Task instructions - Write the entries out again in full and unchanged, dropping every image.

Provided information -
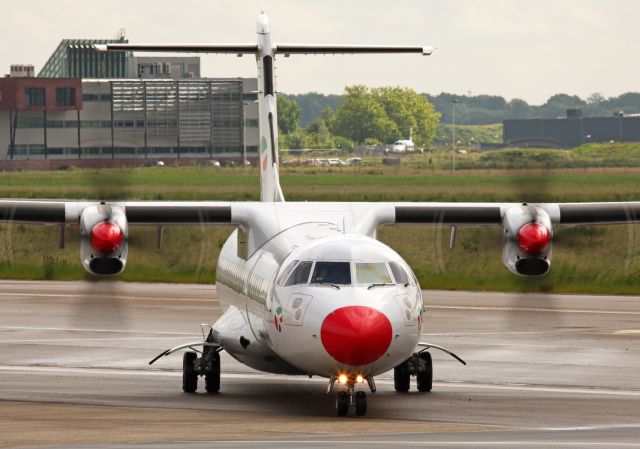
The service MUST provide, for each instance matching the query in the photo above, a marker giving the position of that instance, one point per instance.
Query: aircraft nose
(356, 335)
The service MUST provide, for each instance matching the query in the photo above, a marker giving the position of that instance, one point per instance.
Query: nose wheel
(345, 400)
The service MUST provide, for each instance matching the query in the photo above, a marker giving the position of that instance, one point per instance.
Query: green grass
(595, 260)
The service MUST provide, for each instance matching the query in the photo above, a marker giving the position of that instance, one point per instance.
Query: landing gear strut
(351, 398)
(208, 365)
(418, 365)
(358, 400)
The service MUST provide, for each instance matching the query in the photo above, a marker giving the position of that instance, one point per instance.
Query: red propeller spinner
(533, 238)
(106, 237)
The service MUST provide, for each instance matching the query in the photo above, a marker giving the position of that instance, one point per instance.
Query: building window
(66, 96)
(34, 96)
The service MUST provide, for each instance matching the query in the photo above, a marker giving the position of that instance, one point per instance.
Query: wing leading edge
(416, 214)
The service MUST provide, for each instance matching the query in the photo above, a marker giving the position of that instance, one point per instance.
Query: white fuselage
(307, 327)
(403, 146)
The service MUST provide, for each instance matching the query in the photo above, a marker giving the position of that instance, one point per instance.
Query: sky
(529, 49)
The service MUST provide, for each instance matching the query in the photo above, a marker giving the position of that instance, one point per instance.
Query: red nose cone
(356, 335)
(533, 238)
(106, 237)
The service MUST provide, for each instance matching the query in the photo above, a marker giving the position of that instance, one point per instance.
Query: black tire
(361, 403)
(212, 378)
(342, 404)
(425, 375)
(189, 376)
(401, 377)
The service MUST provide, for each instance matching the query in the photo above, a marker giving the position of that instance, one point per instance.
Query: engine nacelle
(527, 233)
(104, 243)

Exercise output -
The service MUST provide, for each instance matching the query in the photo above, a marker giving the position of that instance, one point per instance.
Query: aircraft nose
(356, 335)
The service MUST provide, for each instance matching the query in the photo above, a marker giving the position of that instance, one point per instance.
Query: nose wheel
(345, 400)
The service MUST provide, for each instance matching the query in the photo above, a marker giving the position of that instance, one point per instance.
Query: green grass
(595, 260)
The service MUST provide, for each instance matching the query in the photo above, a marker giving the position of that instance, one point per instance.
Query: landing gear strut
(351, 398)
(208, 365)
(418, 365)
(358, 400)
The service MUST provide, for each instance matching the query in the photo above, a marker giving the position of that instance, one point per instance.
Query: red propeller spinner
(533, 238)
(106, 237)
The service MUST provide, for each instance matching the query in the photo above, a marker giving the position of that instance, one point per instance.
Query: building window
(66, 96)
(34, 96)
The service MUST provide, for each instance matching the query in the photo above, a marker giving the position of that instance, one point per instance.
Query: wing leading edge
(416, 214)
The service MUST provide, for each instance matching the query in the photo above, a marker giving the position of that instance, one point per instance.
Query: white fuselage
(307, 327)
(403, 146)
The service MUST provide, for each instance matching the query in the photo above, a marker giving the position of that instance, one point per instance.
Query: sky
(529, 49)
The service MUST provide, for each instance matching the query in the photo above, a marker giving the position of that instance, one point per instance.
Query: red nose cone
(356, 335)
(533, 238)
(106, 237)
The service MUST provide, for each instance matching the query in the photo above, a marker giving the position of that instance, one point per instance.
Query: black tire
(361, 403)
(212, 378)
(342, 404)
(425, 375)
(189, 376)
(401, 377)
The service MUST provide, for each instance matching the query in the photo above, a marker giving the position of that instance, one point per instance.
Query: engine nacelle
(527, 233)
(104, 243)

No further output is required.